Which lines in the rows below contain the string "compact"? Gather each of them.

Pointing data excerpts

____________

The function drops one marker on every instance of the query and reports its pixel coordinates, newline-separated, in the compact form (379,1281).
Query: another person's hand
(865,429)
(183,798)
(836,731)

____________

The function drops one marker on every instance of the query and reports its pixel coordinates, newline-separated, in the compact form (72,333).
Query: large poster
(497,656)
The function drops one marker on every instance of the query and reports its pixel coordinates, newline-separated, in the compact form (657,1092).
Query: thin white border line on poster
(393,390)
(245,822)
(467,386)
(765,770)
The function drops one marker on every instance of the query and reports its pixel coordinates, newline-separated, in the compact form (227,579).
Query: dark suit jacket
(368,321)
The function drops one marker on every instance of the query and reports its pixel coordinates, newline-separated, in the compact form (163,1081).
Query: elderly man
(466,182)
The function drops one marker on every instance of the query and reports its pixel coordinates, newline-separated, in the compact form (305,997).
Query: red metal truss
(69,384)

____________

Task result
The function drops one marker on every instance of the query and reports its pixel coordinates, newline-separated, in the compact form (379,1281).
The function drops one marker on every instance of the query and reports its pixel coordinates, newline-separated, in the compact form (72,333).
The function drops one marker on every instance of the query and reports its pixel coordinates, newline-separated, in the compact form (657,1092).
The function drops one marker on every instance of the query and reports its pixel coordinates, newline-separated, in the compact form (227,579).
The function drops one marker on every instance of the query and reports its pixel coordinates, newline-separated, in the compact form (163,1081).
The function drops one marker on every instance of the query and reports its pixel coordinates, newline-separated, in the compact form (305,997).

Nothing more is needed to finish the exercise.